#### Data shown ####
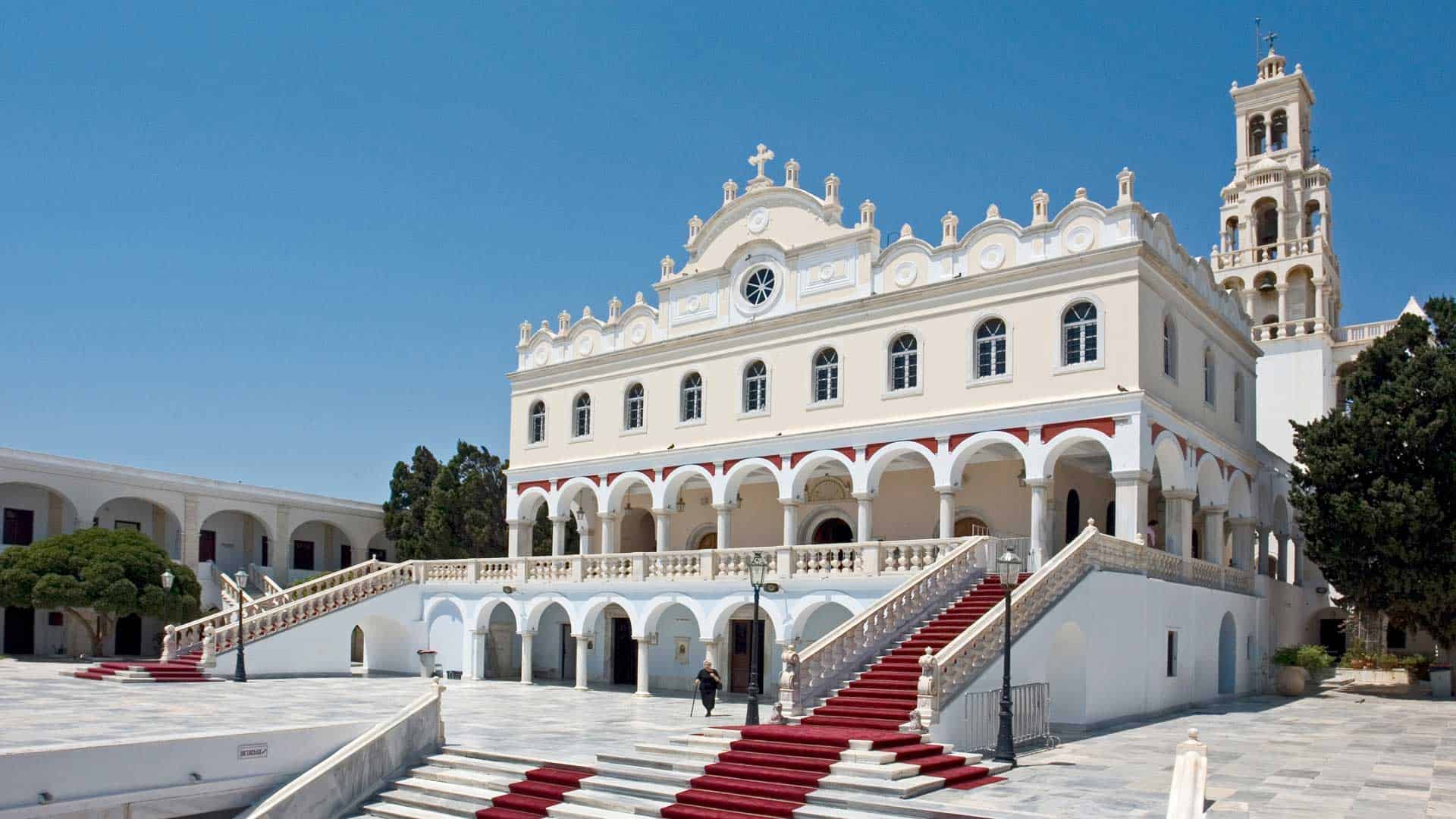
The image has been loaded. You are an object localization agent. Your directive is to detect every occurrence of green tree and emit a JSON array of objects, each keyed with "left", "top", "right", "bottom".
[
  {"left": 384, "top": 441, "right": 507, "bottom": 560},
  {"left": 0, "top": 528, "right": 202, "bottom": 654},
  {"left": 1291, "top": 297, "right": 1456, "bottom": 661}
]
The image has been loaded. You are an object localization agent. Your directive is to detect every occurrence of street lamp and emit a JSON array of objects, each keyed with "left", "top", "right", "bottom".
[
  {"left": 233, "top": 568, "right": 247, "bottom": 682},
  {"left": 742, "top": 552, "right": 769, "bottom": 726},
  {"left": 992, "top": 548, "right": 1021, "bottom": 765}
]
####
#### Data shown ####
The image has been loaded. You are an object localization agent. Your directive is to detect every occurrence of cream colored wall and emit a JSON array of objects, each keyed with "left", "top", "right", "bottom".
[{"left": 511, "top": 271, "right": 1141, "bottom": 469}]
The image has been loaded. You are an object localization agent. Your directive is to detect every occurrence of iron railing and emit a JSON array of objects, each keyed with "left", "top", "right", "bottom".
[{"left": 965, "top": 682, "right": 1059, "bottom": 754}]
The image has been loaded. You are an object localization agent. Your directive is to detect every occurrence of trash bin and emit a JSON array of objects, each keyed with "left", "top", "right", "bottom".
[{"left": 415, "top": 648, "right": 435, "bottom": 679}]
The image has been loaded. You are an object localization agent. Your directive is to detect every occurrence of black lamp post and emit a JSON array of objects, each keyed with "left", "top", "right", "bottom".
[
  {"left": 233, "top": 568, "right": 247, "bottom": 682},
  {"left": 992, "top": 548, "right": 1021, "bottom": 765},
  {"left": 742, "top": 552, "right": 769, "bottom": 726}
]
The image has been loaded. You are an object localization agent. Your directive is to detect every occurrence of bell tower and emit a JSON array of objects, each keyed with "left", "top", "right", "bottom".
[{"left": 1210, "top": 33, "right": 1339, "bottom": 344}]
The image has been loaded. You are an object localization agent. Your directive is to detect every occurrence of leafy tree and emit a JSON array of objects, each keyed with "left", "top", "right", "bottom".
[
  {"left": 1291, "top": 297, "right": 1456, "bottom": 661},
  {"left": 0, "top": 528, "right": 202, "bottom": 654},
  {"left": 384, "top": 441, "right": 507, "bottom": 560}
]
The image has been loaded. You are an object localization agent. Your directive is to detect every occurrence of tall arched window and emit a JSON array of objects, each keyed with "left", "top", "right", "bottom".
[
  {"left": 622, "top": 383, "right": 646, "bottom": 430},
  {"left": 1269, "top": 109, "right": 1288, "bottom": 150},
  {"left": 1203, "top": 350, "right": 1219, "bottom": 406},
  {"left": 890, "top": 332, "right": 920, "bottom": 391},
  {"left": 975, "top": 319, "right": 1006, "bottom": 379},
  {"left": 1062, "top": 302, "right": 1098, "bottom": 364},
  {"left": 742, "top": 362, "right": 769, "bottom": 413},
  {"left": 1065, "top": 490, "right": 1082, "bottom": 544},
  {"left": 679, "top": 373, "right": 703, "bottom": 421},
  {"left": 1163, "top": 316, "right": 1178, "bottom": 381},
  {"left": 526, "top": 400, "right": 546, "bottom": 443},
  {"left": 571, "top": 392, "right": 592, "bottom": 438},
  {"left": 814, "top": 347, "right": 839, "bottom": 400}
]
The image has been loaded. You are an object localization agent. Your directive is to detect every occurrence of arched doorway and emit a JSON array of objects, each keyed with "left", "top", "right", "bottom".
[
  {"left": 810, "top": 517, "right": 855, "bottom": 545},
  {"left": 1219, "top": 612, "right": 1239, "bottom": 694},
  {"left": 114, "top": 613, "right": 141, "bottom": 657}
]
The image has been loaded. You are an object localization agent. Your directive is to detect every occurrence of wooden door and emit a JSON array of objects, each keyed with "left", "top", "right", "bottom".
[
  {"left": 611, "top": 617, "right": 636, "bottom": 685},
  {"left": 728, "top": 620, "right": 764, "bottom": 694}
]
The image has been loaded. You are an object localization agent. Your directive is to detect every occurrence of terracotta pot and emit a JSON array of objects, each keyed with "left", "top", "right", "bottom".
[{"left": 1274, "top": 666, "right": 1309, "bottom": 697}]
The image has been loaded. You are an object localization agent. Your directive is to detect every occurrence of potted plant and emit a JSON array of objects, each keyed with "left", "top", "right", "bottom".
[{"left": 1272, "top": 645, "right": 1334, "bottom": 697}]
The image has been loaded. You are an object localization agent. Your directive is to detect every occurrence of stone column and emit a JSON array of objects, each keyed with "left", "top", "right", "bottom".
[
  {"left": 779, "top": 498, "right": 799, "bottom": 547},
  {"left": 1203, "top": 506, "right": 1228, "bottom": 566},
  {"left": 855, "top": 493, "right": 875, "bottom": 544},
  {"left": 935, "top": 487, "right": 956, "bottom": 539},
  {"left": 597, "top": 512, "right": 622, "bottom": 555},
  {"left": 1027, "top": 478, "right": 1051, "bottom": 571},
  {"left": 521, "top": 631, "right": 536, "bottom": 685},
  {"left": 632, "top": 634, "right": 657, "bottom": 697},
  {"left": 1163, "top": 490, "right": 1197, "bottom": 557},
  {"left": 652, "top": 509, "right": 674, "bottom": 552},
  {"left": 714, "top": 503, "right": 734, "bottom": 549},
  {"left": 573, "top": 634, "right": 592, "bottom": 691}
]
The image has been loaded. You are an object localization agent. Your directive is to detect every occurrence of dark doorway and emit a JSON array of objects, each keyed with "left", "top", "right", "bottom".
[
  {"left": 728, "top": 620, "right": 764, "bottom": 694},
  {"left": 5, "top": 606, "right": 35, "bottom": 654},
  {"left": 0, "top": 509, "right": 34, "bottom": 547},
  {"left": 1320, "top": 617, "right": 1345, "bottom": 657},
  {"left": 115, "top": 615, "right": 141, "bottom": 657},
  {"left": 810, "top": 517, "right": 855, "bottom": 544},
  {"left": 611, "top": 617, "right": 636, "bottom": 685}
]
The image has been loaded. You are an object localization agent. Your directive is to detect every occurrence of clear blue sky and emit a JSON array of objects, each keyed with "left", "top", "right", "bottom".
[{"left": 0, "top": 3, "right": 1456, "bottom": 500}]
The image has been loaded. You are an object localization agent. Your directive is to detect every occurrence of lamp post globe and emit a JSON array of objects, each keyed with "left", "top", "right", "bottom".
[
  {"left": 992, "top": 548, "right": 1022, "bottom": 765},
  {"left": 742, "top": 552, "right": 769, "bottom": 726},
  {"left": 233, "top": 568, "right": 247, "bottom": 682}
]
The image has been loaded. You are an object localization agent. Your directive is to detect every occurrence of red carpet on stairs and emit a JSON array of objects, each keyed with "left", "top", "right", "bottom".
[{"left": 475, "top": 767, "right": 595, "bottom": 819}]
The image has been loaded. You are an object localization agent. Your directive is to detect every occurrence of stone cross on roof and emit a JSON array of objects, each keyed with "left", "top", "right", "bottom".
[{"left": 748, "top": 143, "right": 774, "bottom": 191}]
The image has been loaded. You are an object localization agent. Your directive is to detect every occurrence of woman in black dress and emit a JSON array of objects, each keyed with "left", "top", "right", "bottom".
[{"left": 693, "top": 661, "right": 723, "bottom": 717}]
####
Task description ▸ Report every line of the data that contains the word "post". Copy each of those lines in full.

Finished exercise ▸
The image has been loaded. You are an object localization agent. Your directive is to detect every occurrence of black lamp post and emit a JSON array of objects, each keyed with "left", "top", "right", "bottom".
The image has been loaded. You are an object localization agent. Your directive is to detect every occurrence of lamp post globe and emit a JSON array of objects, each keyed with "left", "top", "right", "bottom".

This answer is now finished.